-- Data provided --
• • • •
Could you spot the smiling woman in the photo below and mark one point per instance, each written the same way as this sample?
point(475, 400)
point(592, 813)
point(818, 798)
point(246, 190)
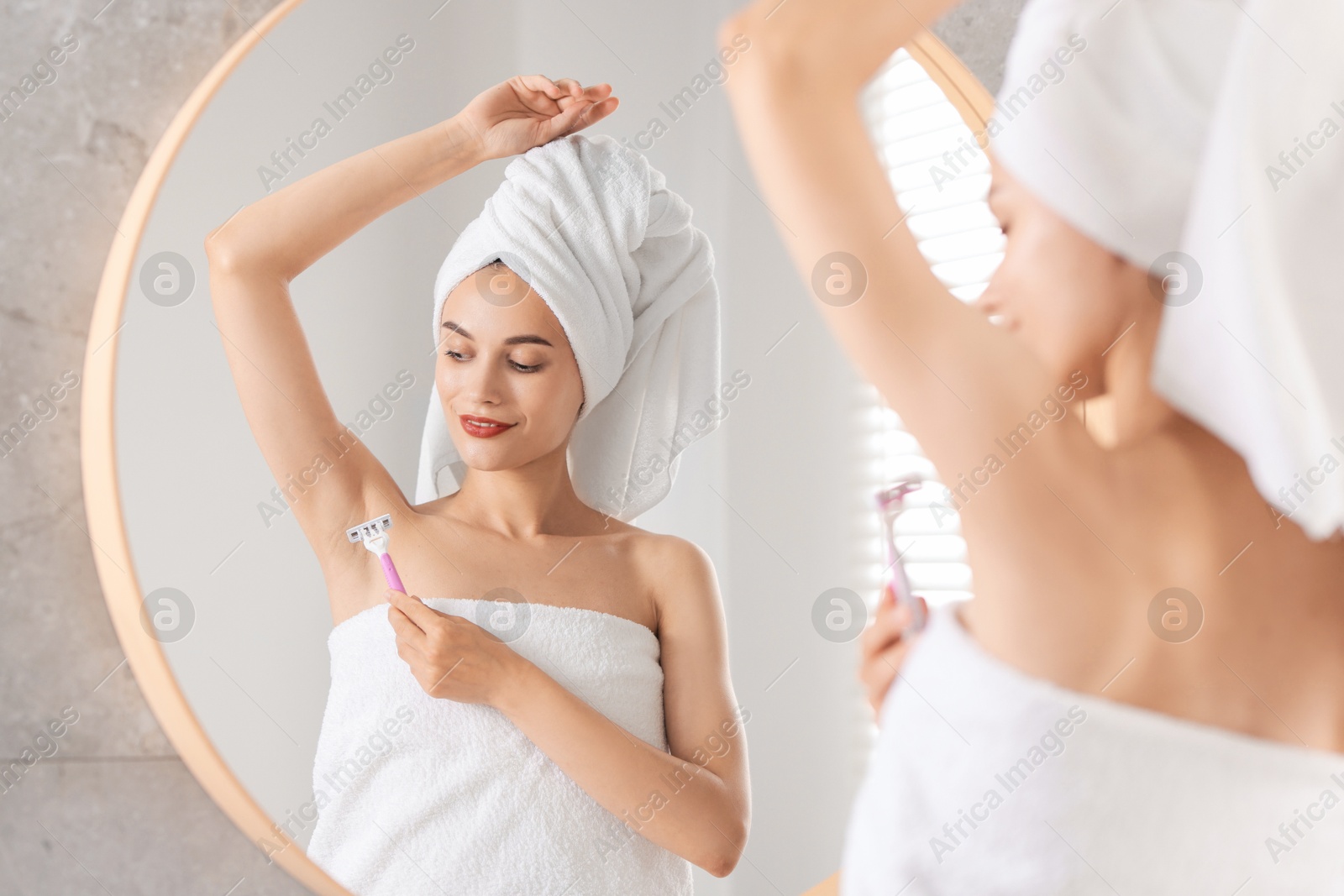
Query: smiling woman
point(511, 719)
• • • •
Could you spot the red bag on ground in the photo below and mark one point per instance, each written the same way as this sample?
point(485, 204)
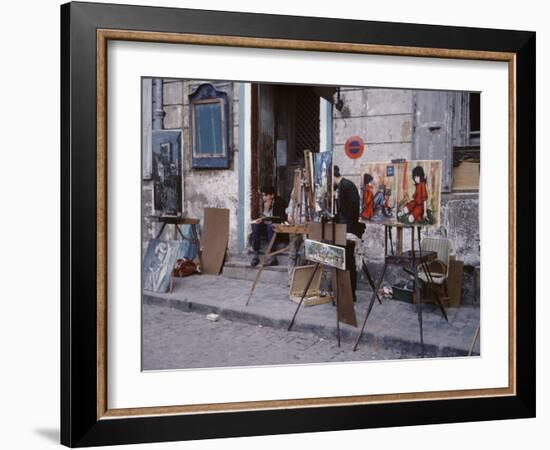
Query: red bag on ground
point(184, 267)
• • • •
-- Aim --
Could you give the listing again from the line with "Could you spot the red" to the line with "point(184, 267)", replacing "red bag" with "blue bag" and changing nothing else? Leave the picture out of your answer.

-- Answer --
Could you spot the blue bag on ground in the photo below and mark one point per instance, each written the same way as this sample?
point(485, 204)
Query: blue bag on ground
point(184, 267)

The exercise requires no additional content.